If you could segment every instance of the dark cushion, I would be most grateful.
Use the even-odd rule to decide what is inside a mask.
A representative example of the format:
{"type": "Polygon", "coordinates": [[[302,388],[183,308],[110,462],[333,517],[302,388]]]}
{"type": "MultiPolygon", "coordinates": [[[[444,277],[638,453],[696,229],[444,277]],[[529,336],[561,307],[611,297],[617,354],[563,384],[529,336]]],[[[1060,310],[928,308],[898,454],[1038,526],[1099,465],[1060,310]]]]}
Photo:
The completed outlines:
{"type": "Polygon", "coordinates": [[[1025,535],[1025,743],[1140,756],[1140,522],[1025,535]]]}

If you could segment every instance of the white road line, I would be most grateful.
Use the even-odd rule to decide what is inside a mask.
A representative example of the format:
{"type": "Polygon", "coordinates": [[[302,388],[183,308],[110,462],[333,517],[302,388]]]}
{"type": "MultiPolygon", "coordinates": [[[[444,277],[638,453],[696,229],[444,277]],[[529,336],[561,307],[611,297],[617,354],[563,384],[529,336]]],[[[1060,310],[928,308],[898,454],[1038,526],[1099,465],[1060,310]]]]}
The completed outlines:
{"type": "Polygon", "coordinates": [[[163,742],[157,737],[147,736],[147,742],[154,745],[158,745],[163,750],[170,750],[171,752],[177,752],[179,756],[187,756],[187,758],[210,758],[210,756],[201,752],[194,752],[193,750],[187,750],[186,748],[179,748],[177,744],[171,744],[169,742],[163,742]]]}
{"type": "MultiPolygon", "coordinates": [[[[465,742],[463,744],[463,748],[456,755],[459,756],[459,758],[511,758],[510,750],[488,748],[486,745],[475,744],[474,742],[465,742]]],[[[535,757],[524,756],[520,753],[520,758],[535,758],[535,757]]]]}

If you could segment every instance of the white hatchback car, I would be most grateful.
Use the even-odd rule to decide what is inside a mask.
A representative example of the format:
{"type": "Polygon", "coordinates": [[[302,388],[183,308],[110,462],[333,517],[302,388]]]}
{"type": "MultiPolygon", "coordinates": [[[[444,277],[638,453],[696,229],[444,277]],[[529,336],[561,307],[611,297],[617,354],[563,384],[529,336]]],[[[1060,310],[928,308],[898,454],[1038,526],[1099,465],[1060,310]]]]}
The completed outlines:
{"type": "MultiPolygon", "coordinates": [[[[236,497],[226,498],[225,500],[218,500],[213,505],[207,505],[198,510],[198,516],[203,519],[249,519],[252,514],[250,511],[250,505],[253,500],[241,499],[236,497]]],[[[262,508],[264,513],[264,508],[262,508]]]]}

▬▬▬▬▬▬

[WHAT TO DO]: Rescale the items from the line holding "If you could segment every instance of the white road" through the end of the items, inclusive. Reproduce every line in that span, requests included, and multiply each coordinate in the completed outlines by 2.5, rounding to whole numbers with halves rounded up. Leave the format samples unchanged and output only those lines.

[COMPLETED TASK]:
If you could segment every instance of the white road line, I would be most grateful.
Use the even-odd rule to decide what is inside a mask.
A representative example of the format:
{"type": "Polygon", "coordinates": [[[302,388],[183,308],[110,462],[333,517],[302,388]]]}
{"type": "MultiPolygon", "coordinates": [[[[444,277],[638,453],[696,229],[444,277]],[[529,336],[561,307],[611,297],[617,354],[563,384],[529,336]]],[[[1060,310],[928,308],[898,454],[1038,526],[1099,465],[1060,310]]]]}
The completed outlines:
{"type": "Polygon", "coordinates": [[[408,1855],[393,1843],[368,1840],[368,1855],[385,1863],[395,1863],[408,1875],[425,1875],[428,1880],[443,1880],[448,1890],[468,1890],[468,1895],[525,1895],[525,1890],[503,1880],[485,1880],[483,1875],[468,1875],[465,1870],[448,1870],[443,1860],[428,1860],[423,1855],[408,1855]]]}
{"type": "MultiPolygon", "coordinates": [[[[1163,1855],[1158,1860],[1158,1870],[1140,1888],[1148,1890],[1148,1895],[1278,1895],[1275,1875],[1220,1870],[1215,1863],[1188,1860],[1185,1855],[1163,1855]]],[[[1338,1893],[1310,1890],[1300,1883],[1300,1895],[1338,1895],[1338,1893]]]]}

If you could segment every instance of the white hatchback car, I would be most grateful.
Use the even-odd rule to decide what is inside a mask.
A representative example of the format:
{"type": "Polygon", "coordinates": [[[302,388],[183,308],[110,462],[333,517],[302,388]]]}
{"type": "MultiPolygon", "coordinates": [[[[444,277],[638,453],[696,229],[444,277]],[[529,336],[561,307],[611,297],[617,354],[563,384],[529,336]]],[[[1060,310],[928,308],[898,454],[1038,526],[1099,465],[1060,310]]]]}
The completed outlines:
{"type": "MultiPolygon", "coordinates": [[[[590,1243],[565,1245],[563,1250],[545,1250],[533,1263],[518,1263],[495,1275],[495,1290],[508,1298],[623,1298],[630,1285],[625,1278],[625,1263],[633,1250],[603,1248],[590,1243]]],[[[655,1270],[660,1283],[660,1270],[655,1270]]]]}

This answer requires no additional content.